WHAT IS NEEDED
Starting from the line containing "[tag] green shrub: a pin per instance", write out every remaining line exactly, the last one included.

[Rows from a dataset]
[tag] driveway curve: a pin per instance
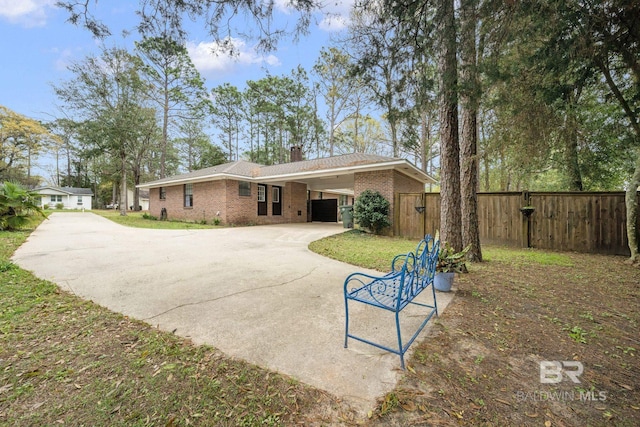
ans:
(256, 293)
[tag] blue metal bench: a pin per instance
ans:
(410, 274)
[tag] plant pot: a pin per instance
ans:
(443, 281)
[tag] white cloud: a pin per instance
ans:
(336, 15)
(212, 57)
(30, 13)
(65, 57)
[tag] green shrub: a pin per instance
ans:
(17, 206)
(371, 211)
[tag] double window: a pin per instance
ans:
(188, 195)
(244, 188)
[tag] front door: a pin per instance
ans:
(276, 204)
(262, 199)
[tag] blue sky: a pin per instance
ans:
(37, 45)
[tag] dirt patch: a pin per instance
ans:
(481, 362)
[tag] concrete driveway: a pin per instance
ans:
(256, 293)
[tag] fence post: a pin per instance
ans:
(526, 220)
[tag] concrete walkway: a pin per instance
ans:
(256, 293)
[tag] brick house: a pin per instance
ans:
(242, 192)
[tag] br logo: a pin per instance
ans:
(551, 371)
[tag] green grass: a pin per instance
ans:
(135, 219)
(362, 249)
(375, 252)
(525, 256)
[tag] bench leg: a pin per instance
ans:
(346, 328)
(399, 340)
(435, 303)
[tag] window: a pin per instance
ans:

FULL OUTPUT
[tag] green shrub: a pin per instance
ans:
(17, 206)
(371, 211)
[tag] double window: a pin per instance
ans:
(188, 195)
(244, 188)
[tag] front door: a pin per instance
ans:
(276, 204)
(262, 199)
[tag] blue sky: a pin per instance
ans:
(37, 45)
[tag] dirt patch: a pin per instance
ans:
(481, 362)
[tag] concrete driveway: a pin per instance
ans:
(256, 293)
[tag] fence post: a pin per instance
ans:
(526, 220)
[tag] concrete walkway: a pin per instance
ans:
(256, 293)
[tag] brick house: a pin per instance
ans:
(242, 192)
[tag] br logo: a pin per instance
ans:
(551, 371)
[tag] green grass: a pin per instance
ans:
(135, 219)
(362, 249)
(375, 252)
(525, 256)
[tag] bench leg: a pin per instance
ans:
(346, 328)
(399, 340)
(435, 303)
[tag] window: a pin per instance
ans:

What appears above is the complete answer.